## DO THIS
Rescale the lines from the one containing "Where can you see the bed" through the end of the lines, and rewrite them all, requests included. Multiply every point coordinate in the answers by 2.45 and round to whole numbers, with halves rounding up, but leave the numbers in the requests and their format samples unchanged and omit the pictures.

## Stored data
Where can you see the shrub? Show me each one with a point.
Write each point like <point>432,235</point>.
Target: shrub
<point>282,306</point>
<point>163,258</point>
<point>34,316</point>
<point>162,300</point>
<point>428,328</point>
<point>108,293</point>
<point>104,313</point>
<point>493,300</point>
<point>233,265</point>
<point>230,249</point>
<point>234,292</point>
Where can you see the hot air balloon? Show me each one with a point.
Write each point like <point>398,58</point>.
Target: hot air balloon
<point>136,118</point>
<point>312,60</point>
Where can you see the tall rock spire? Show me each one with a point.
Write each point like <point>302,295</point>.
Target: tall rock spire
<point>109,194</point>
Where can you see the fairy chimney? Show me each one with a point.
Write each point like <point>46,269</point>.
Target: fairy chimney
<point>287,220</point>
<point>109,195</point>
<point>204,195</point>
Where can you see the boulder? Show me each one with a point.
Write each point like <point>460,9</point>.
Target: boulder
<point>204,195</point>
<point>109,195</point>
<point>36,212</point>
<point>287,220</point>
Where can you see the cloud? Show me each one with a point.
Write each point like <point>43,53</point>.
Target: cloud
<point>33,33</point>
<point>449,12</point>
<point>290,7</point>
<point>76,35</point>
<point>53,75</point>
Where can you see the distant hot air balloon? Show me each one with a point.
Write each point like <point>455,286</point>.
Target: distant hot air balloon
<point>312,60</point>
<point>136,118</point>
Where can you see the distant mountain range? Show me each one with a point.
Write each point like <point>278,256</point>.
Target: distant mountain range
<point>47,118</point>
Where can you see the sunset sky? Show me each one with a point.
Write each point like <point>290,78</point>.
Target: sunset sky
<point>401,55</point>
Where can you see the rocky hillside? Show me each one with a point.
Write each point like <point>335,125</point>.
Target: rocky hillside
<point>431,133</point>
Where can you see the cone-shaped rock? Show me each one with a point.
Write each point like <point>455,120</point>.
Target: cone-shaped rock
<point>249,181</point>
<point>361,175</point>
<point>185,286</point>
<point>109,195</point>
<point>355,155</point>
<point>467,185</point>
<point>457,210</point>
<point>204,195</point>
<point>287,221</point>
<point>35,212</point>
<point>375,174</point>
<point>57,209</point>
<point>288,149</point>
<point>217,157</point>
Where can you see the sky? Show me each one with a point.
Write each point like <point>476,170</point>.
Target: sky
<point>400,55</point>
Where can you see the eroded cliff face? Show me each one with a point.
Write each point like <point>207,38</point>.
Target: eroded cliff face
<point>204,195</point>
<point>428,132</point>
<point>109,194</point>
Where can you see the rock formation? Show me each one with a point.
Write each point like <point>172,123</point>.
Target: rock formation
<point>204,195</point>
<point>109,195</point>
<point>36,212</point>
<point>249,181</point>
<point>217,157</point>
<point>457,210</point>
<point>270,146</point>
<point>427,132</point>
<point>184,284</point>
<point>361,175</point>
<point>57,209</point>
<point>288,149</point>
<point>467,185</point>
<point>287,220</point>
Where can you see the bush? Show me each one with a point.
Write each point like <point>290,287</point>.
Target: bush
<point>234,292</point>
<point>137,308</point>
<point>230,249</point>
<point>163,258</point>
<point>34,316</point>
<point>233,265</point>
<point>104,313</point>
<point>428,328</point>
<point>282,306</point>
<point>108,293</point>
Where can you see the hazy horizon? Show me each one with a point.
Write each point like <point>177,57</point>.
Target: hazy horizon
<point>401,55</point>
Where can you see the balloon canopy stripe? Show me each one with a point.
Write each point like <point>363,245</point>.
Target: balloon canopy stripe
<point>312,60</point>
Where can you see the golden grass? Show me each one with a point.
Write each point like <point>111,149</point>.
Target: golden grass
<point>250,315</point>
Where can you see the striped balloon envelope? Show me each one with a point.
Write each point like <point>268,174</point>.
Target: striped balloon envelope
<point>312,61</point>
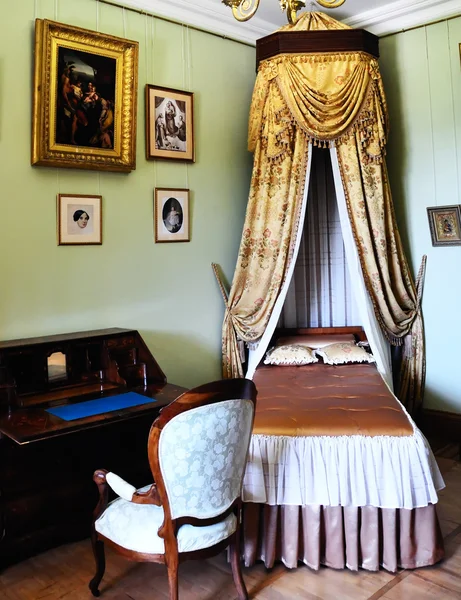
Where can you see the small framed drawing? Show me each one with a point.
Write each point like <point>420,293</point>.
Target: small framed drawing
<point>79,219</point>
<point>445,225</point>
<point>171,215</point>
<point>169,124</point>
<point>84,99</point>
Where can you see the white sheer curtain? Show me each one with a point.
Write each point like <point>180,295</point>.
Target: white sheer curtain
<point>320,292</point>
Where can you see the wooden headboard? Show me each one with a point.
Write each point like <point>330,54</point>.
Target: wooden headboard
<point>356,330</point>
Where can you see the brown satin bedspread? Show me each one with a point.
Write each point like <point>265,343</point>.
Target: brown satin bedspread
<point>321,399</point>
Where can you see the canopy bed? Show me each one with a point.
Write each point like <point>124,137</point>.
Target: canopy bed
<point>338,473</point>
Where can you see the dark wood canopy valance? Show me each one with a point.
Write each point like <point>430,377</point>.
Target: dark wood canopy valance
<point>299,42</point>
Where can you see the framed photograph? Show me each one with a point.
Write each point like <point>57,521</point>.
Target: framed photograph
<point>169,123</point>
<point>84,99</point>
<point>445,225</point>
<point>171,215</point>
<point>79,219</point>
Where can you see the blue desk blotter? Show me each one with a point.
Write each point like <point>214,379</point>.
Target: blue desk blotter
<point>80,410</point>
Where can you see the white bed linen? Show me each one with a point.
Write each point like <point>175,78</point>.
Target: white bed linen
<point>380,471</point>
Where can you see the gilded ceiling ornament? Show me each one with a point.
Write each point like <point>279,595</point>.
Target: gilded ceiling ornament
<point>243,10</point>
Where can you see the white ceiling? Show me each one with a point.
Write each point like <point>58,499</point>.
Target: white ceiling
<point>378,16</point>
<point>269,10</point>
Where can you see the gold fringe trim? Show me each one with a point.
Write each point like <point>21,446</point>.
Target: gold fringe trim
<point>315,58</point>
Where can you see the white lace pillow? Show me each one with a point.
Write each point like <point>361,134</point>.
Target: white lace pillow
<point>343,353</point>
<point>290,355</point>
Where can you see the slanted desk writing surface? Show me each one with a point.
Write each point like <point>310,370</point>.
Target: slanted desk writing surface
<point>46,463</point>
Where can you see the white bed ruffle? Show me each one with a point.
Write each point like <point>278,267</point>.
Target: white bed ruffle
<point>381,471</point>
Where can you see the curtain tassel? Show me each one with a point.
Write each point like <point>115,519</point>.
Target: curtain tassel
<point>420,281</point>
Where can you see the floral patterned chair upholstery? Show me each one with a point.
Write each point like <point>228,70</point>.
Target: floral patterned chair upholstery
<point>197,451</point>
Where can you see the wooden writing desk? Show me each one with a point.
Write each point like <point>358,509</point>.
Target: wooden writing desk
<point>46,463</point>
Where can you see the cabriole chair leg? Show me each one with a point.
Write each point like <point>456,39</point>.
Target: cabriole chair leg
<point>100,559</point>
<point>237,571</point>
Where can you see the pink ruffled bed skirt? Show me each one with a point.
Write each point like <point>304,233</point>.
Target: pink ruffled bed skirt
<point>337,537</point>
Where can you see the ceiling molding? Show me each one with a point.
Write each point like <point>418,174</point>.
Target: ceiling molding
<point>404,14</point>
<point>205,15</point>
<point>214,17</point>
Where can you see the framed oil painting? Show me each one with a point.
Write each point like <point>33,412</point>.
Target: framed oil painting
<point>445,225</point>
<point>79,219</point>
<point>171,215</point>
<point>84,102</point>
<point>169,124</point>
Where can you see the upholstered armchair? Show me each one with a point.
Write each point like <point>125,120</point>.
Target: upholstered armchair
<point>197,450</point>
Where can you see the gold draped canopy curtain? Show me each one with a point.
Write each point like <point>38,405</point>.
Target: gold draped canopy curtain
<point>325,99</point>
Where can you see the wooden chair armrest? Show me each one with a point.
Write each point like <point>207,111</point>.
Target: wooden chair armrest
<point>125,490</point>
<point>149,497</point>
<point>99,478</point>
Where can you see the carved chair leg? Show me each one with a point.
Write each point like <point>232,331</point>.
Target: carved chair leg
<point>173,567</point>
<point>100,559</point>
<point>237,567</point>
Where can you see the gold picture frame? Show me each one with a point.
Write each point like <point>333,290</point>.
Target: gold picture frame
<point>171,215</point>
<point>79,220</point>
<point>84,99</point>
<point>169,124</point>
<point>445,225</point>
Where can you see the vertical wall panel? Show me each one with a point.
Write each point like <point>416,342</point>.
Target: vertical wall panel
<point>422,78</point>
<point>167,291</point>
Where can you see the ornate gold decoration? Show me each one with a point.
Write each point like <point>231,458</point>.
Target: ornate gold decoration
<point>330,3</point>
<point>243,10</point>
<point>49,37</point>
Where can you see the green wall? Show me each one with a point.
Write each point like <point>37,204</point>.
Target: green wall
<point>422,76</point>
<point>166,291</point>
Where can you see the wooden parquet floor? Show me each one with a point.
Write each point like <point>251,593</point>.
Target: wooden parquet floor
<point>63,573</point>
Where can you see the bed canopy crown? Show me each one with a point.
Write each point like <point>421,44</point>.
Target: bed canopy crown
<point>333,98</point>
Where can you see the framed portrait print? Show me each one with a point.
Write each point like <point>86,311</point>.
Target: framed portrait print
<point>169,124</point>
<point>79,219</point>
<point>84,99</point>
<point>171,215</point>
<point>445,225</point>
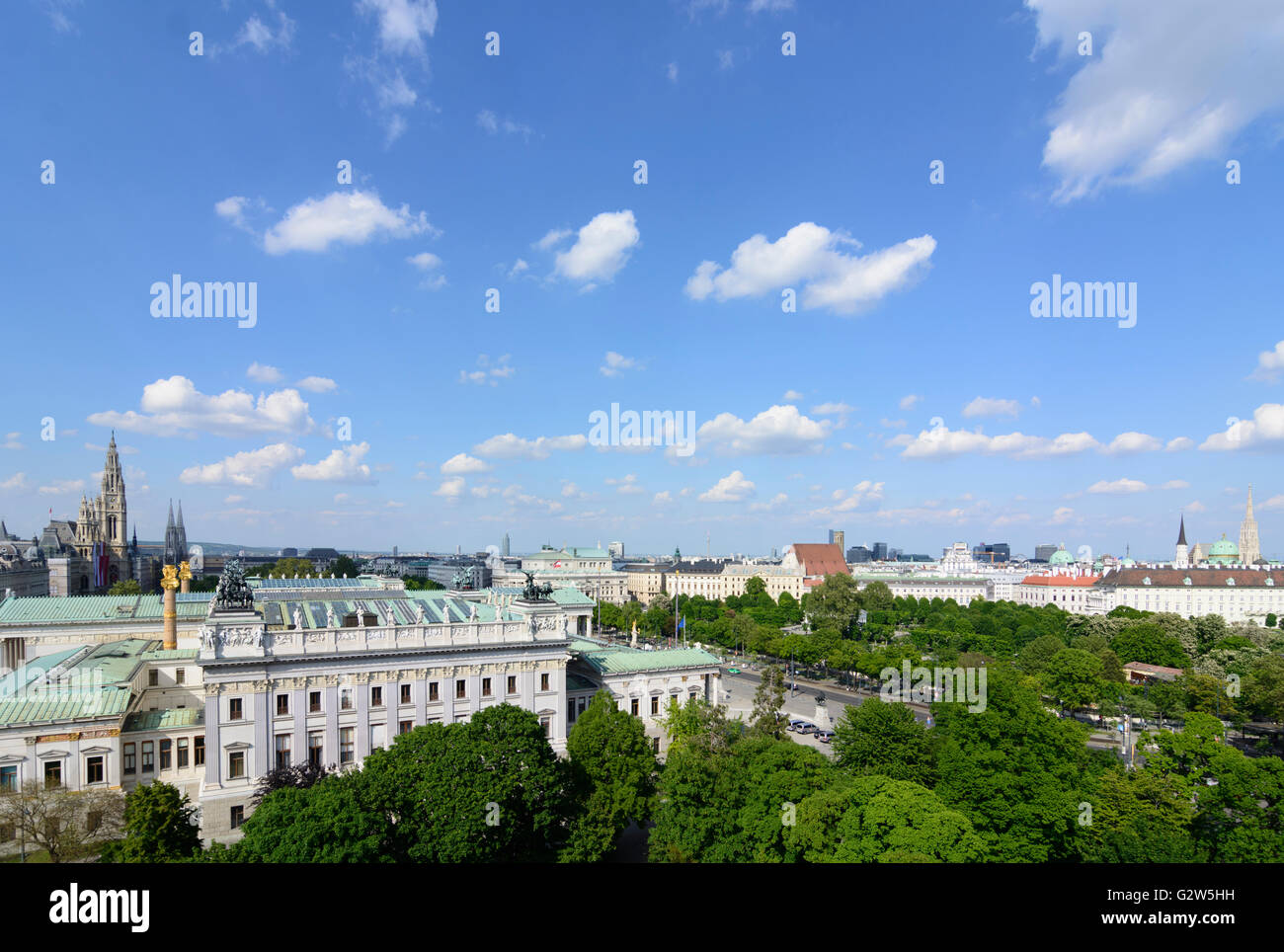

## SOLUTION FOR THIS EXERCISE
Where can you see the bed canopy crown? Show me each one with a point.
Write each point like <point>421,44</point>.
Target: bed canopy crown
<point>816,240</point>
Where can you see the framed portrait print? Show me each one with a point.
Write each point like <point>86,311</point>.
Target: framed portrait print
<point>414,304</point>
<point>194,537</point>
<point>206,243</point>
<point>419,527</point>
<point>1090,551</point>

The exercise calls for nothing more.